### Work to complete
In the listing below, locate the line containing "Exercise. Put one point on each instance of the sidewalk"; reproduce that line and all lines that follow it, unchanged.

### Provided material
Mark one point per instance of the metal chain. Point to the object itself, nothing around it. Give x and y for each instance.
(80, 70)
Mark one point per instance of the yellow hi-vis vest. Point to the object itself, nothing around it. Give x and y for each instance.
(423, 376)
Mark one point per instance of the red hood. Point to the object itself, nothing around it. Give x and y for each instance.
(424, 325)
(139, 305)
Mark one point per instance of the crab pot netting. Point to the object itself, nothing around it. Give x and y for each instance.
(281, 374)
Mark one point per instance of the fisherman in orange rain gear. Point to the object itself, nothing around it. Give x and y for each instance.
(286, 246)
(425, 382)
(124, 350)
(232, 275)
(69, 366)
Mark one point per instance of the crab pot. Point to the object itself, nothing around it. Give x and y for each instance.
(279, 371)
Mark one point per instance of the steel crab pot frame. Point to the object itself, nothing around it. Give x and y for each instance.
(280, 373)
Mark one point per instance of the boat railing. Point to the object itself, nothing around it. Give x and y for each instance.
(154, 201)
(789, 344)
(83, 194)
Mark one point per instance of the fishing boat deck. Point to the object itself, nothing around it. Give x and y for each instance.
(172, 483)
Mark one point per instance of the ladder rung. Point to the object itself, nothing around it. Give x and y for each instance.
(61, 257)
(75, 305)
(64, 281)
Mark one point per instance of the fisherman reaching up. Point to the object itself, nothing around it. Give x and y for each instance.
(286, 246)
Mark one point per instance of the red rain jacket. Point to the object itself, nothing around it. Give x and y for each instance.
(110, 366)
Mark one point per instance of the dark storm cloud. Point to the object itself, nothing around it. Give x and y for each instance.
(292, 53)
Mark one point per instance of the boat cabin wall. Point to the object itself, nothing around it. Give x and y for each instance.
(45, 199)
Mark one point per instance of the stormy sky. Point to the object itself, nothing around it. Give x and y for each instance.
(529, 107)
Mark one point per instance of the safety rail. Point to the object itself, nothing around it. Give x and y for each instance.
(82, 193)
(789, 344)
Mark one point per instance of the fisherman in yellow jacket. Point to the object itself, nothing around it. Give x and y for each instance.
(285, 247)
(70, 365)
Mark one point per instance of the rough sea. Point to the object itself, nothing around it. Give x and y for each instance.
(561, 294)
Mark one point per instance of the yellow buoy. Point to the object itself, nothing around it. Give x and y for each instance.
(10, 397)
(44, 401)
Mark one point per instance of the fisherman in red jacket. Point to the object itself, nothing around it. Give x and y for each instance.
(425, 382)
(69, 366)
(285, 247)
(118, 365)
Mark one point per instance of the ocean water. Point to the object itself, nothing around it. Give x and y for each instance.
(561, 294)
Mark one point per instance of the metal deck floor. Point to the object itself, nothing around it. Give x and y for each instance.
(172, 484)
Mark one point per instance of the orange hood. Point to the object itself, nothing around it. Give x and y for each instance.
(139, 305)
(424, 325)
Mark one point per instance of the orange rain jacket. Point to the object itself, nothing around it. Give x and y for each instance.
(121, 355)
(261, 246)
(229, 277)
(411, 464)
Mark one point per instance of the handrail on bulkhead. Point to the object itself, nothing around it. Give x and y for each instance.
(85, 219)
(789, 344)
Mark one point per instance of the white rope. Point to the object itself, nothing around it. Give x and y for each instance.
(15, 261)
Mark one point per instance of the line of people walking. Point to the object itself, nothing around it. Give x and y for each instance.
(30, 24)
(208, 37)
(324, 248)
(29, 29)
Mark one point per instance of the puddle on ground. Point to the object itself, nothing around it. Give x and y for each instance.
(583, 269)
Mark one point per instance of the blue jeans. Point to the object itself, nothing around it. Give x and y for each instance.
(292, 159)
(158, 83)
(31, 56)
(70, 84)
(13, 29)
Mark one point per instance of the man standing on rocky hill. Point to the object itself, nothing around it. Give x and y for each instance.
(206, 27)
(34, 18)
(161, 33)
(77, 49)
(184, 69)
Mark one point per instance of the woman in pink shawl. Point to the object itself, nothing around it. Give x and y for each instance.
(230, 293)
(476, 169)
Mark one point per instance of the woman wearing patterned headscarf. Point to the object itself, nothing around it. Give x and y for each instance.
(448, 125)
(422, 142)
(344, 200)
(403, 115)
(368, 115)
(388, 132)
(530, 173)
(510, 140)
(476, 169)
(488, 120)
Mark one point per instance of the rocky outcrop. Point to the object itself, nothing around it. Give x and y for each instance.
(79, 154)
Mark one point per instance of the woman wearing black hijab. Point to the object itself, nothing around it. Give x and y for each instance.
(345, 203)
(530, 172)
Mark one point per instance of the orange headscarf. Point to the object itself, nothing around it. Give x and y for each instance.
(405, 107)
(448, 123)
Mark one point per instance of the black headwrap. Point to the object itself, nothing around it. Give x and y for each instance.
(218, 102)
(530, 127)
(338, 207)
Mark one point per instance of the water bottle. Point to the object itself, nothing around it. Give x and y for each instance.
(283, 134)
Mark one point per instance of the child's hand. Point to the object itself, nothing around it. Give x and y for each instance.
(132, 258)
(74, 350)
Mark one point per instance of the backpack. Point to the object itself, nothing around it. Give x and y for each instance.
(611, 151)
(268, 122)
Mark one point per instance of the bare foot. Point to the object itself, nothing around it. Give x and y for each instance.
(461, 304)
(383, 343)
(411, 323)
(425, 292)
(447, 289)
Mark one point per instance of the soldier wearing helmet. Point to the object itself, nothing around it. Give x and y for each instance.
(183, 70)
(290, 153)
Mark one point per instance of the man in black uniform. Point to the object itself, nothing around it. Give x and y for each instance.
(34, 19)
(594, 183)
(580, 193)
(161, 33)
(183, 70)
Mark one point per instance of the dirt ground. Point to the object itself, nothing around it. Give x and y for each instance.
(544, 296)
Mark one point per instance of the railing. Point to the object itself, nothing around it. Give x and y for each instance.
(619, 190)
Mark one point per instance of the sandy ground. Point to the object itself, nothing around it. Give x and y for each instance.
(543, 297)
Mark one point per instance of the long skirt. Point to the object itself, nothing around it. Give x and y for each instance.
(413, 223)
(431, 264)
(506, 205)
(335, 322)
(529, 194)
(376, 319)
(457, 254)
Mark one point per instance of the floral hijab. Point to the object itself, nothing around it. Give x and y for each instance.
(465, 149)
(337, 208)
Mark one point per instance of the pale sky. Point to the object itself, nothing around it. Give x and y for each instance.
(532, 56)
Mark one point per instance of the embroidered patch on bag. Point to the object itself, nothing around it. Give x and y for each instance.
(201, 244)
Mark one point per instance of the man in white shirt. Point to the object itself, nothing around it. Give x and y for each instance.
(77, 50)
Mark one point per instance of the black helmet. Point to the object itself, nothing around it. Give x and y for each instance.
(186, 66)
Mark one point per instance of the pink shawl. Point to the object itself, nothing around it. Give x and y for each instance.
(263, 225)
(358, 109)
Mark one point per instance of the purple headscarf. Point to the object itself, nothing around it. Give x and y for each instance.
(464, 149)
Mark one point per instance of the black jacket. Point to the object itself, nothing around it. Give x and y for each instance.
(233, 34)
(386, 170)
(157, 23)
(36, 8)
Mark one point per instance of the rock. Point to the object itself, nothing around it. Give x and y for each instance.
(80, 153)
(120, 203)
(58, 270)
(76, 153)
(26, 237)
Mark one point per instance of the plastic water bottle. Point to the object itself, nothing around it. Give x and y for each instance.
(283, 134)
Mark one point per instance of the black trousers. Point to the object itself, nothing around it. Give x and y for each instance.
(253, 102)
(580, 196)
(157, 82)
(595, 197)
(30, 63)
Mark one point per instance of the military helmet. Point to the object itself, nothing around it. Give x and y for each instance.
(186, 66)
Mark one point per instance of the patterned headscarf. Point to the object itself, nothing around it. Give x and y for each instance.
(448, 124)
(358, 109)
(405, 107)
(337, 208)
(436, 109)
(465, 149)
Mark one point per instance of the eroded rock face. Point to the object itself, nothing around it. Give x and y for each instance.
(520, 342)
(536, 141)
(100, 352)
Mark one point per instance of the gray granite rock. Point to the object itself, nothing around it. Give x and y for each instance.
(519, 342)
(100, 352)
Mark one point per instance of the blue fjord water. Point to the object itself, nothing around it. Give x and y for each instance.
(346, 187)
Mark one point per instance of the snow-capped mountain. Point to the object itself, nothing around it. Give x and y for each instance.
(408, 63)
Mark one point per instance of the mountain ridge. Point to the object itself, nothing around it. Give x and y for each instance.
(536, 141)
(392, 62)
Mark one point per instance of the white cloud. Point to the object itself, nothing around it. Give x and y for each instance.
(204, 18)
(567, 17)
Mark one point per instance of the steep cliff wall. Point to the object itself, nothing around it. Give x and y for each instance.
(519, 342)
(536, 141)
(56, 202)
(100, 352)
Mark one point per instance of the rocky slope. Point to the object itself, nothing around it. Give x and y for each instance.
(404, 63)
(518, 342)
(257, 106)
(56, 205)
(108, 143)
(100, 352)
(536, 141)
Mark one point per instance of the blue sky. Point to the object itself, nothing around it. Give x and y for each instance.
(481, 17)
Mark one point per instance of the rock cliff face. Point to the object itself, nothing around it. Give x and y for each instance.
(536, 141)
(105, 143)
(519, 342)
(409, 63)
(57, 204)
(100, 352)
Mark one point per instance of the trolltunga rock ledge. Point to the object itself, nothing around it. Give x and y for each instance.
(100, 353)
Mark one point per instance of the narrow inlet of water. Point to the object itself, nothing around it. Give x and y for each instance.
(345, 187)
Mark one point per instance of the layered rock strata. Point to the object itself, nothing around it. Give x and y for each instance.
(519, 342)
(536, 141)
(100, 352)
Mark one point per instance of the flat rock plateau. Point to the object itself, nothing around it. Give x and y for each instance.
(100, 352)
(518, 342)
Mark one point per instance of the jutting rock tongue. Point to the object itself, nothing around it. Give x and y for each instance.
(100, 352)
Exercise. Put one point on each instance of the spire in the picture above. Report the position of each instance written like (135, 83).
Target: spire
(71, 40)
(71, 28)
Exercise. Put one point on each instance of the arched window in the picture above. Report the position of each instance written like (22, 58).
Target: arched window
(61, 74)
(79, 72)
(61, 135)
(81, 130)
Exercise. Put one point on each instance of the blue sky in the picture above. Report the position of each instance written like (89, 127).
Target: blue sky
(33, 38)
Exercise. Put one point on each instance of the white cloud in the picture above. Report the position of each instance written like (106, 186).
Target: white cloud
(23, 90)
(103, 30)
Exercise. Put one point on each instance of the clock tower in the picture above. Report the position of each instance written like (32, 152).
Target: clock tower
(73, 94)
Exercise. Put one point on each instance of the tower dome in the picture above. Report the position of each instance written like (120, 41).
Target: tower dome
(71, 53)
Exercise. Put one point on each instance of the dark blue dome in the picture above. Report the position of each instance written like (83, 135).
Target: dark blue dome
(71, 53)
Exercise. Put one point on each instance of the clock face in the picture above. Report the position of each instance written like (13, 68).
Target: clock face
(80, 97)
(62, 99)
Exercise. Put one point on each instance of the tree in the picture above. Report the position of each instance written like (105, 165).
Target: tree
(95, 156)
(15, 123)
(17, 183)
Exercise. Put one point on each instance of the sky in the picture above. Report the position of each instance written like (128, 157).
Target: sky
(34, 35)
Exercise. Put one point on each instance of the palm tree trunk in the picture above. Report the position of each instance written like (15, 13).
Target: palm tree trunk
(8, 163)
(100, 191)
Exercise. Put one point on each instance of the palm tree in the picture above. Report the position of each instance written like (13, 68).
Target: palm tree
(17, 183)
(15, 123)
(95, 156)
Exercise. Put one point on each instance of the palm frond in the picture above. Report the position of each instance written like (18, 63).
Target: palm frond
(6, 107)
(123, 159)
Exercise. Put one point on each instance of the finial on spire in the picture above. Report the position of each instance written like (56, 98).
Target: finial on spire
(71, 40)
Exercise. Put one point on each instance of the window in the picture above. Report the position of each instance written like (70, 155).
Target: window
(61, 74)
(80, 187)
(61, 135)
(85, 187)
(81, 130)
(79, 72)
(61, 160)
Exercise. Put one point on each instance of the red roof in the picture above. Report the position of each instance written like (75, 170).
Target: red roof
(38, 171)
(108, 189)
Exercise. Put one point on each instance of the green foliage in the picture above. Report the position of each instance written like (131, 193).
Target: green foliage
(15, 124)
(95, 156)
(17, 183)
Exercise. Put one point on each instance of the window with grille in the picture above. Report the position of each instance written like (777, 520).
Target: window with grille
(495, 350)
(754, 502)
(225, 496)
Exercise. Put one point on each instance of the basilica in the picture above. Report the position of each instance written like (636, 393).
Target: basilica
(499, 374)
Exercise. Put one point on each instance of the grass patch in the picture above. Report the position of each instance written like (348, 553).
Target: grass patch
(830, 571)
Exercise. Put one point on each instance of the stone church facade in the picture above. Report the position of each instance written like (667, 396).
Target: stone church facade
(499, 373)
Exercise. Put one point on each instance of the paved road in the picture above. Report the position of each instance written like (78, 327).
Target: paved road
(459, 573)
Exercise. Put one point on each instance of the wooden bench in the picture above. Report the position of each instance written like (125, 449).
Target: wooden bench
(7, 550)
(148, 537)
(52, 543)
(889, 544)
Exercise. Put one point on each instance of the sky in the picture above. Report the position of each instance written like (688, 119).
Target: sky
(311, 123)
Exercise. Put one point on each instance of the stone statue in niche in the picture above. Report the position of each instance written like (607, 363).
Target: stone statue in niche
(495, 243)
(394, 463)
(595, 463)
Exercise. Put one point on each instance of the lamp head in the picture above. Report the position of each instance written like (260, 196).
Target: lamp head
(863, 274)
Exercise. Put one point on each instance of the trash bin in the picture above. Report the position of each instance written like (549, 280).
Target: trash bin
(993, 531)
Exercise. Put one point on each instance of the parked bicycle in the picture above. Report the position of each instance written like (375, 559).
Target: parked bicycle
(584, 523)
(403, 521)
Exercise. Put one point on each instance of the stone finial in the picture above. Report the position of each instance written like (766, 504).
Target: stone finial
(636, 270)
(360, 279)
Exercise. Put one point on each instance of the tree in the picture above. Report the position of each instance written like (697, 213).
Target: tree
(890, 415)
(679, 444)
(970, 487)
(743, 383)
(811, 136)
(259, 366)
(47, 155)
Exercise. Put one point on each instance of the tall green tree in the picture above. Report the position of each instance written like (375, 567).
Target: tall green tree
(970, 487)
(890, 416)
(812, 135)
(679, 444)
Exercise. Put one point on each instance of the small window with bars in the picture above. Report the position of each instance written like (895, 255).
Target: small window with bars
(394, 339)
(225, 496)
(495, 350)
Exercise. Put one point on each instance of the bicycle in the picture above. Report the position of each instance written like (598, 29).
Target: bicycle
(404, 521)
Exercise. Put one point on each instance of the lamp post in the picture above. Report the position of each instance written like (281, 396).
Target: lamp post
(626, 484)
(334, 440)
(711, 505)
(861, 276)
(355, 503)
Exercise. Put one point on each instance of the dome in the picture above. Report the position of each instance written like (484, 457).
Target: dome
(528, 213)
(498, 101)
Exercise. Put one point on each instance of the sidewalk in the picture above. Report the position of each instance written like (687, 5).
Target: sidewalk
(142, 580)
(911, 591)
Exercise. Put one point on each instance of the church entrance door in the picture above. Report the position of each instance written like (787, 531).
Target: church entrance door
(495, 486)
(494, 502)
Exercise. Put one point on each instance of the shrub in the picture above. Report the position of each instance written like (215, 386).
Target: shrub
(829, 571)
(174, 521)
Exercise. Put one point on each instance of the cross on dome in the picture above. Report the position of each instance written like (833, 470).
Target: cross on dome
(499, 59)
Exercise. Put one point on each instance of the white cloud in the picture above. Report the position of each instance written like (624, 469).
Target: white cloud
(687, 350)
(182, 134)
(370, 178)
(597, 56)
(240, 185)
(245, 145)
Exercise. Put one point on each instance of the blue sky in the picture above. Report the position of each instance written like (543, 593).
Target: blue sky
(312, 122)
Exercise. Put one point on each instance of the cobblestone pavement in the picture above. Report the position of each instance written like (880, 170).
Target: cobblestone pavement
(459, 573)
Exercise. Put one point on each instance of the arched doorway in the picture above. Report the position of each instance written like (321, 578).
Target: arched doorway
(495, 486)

### Answer to the problem
Exercise. Put one point on each instance of the sidewalk in the picture above. Report the position of each instance written like (687, 5).
Target: sidewalk
(142, 580)
(911, 591)
Exercise. Put one point on each instance of the church entrance door in the picture above. Report the position of each instance written like (787, 531).
Target: church entrance door
(495, 486)
(494, 502)
Exercise. Put one point on each instance of the shrub in the picture above. Report the position of each instance written like (215, 386).
Target: shrub
(829, 571)
(174, 521)
Exercise. Put one point on each instance of the cross on dome in the picture above. Report the position of each instance written like (833, 470).
Target: cross on dome
(499, 59)
Exercise. Put one point on each instance of the white cloud in the picture above. Report the position of each instance written like (624, 469).
Target: white cloud
(687, 350)
(182, 134)
(370, 178)
(597, 56)
(240, 185)
(245, 145)
Exercise. Put one point on each instance of the blue sky in the picture above. Report the position of each instance written like (543, 593).
Target: blue sky
(312, 122)
Exercise. Put one point on each instance of the cobblestone pavement in the picture above. Report the position of each instance written like (880, 170).
Target: cobblestone pavement
(459, 573)
Exercise. Put one point on each instance of the arched doorway in the picture above. Report the position of each instance written like (321, 578).
Target: arched doorway
(495, 486)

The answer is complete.